作業 1 =
本文の「(財)地方自治情報センター『LASDEC』2007年2月号掲載」から「する人に薦めたい図書である。」までを、一字も変えずに書き写してください。
作業 2 =
本文に名前が出てくる有害プログラムの種類を、すべて挙げてください。

本文 =
(財)地方自治情報センター『LASDEC』2007年2月号掲載
情報セキュリティ対策が重要なことはいうまでもない。このコラムでもそれに関する図書を多く紹介してきた。今回は、情報セキュリティについて、いろいろな観点から理解するための図書を紹介する。
適切なセキュリティ対策を行うには、脅威の対象を正しく理解することが必要であるが、ウイルス、ワーム、トロイの木馬などについて、言葉は知っていても、それらの特徴や互いの違いを明確に理解している人は少ないであろう。マスコミ記事でも誤った解釈をしていることが多い。
本書は、それらの有害プログラム(マルウェア)について、機能、感染経路、攻撃技術など多様な観点から体系化して厳密に解説したものである。例えば、ウイルスに関しては「コンピュータウイルス対策基準」での定義が有名であるが、それが不適切な理由や、他の機関での定義と比較した解説をするなど、学術的に優れた研究書でもある。
2人の著者は研究者であるとともに実務者であり、部分的には専門的な記述もあるが、総じて高度な内容を平易な表現で記述していること、関連するトピックスを豊富に用いていることなどにより、一般読者も抵抗なく読めるようになっている。情報セキュリティに従事する人に薦めたい図書である。

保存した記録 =
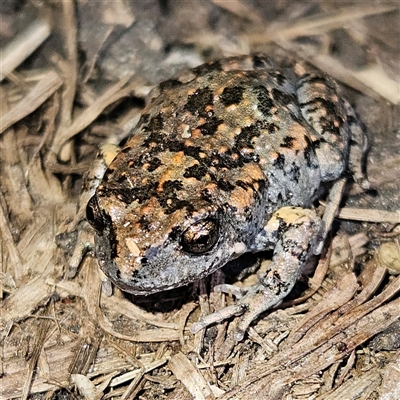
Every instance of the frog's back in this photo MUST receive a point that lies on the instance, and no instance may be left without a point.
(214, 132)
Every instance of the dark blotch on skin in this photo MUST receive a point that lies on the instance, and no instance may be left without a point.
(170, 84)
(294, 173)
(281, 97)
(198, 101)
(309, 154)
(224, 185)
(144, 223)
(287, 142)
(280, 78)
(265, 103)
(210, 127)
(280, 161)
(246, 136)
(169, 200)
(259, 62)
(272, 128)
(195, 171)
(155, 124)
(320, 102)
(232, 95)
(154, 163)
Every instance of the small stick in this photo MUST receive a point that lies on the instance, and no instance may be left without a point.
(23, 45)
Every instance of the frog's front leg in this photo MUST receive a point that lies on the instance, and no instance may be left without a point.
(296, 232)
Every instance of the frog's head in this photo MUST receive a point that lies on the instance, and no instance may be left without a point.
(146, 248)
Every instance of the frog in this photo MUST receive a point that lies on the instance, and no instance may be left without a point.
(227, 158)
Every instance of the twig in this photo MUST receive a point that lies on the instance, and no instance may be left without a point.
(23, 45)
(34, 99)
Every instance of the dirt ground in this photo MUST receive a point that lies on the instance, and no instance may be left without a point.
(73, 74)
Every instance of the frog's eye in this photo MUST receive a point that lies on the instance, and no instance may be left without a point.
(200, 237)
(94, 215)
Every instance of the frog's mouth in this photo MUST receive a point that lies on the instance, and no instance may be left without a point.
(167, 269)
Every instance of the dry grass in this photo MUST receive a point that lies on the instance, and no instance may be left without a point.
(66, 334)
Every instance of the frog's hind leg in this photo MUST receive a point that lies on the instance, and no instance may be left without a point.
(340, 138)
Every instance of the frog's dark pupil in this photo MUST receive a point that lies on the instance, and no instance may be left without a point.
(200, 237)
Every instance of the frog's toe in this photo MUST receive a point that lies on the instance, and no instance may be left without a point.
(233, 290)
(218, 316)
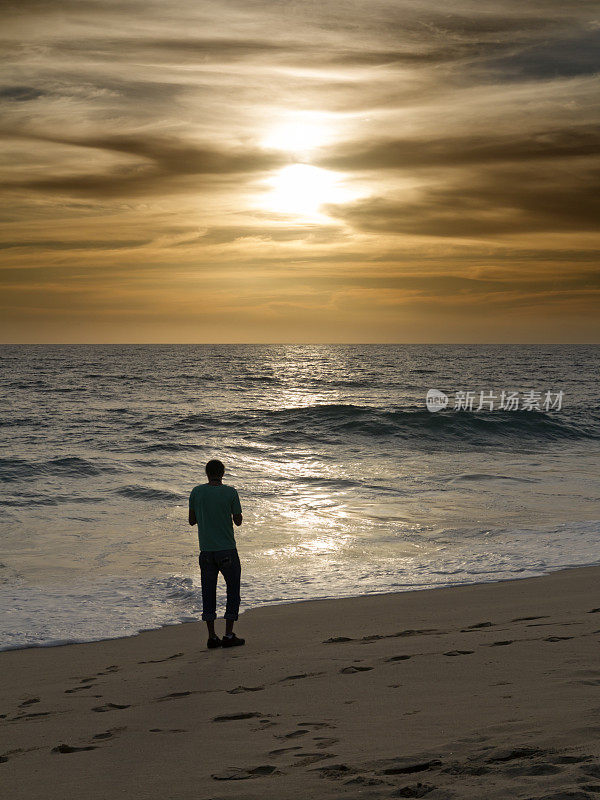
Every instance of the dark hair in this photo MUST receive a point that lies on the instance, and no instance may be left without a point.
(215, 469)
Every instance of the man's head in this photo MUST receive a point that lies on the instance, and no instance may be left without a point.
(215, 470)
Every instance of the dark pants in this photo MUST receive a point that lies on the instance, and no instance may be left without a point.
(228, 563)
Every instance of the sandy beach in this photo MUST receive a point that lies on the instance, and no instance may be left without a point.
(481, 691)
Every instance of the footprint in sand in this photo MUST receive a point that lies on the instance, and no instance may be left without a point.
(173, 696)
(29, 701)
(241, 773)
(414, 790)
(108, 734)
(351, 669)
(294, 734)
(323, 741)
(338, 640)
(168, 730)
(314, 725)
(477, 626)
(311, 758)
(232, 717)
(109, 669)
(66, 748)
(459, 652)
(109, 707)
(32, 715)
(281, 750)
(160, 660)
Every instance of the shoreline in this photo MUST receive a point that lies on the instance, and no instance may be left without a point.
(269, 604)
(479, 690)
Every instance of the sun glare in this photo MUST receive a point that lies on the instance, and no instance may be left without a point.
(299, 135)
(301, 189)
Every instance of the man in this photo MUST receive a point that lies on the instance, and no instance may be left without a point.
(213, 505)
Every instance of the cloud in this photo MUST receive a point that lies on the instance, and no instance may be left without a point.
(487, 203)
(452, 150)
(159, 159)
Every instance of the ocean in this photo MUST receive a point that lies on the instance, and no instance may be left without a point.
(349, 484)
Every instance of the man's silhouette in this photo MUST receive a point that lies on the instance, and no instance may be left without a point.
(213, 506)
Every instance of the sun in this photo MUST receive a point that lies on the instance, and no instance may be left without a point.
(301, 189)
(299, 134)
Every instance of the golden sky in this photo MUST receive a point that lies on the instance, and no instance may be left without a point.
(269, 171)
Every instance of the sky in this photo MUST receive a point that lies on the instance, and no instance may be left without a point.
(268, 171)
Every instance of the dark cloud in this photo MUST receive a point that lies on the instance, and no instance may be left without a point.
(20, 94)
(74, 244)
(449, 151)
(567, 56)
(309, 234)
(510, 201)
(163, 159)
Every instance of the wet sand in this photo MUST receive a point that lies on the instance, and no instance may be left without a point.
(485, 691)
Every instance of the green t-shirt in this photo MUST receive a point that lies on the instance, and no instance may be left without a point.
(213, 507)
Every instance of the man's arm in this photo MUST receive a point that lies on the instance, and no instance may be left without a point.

答え 1 =
(財)地方自治情報センター『LASDEC』2007年2月号掲載
情報セキュリティ対策が重要なことはいうまでもない。このコラムでもそれに関する図書を多く紹介してきた。今回は、情報セキュリティについて、いろいろな観点から理解するための図書を紹介する。
適切なセキュリティ対策を行うには、脅威の対象を正しく理解することが必要であるが、ウイルス、ワーム、トロイの木馬などについて、言葉は知っていても、それらの特徴や互いの違いを明確に理解している人は少ないであろう。マスコミ記事でも誤った解釈をしていることが多い。
本書は、それらの有害プログラム(マルウェア)について、機能、感染経路、攻撃技術など多様な観点から体系化して厳密に解説したものである。例えば、ウイルスに関しては「コンピュータウイルス対策基準」での定義が有名であるが、それが不適切な理由や、他の機関での定義と比較した解説をするなど、学術的に優れた研究書でもある。
2人の著者は研究者であるとともに実務者であり、部分的には専門的な記述もあるが、総じて高度な内容を平易な表現で記述していること、関連するトピックスを豊富に用いていることなどにより、一般読者も抵抗なく読めるようになっている。情報セキュリティに従事する人に薦めたい図書である。

答え 2 =
ウイルス、ワーム、トロイの木馬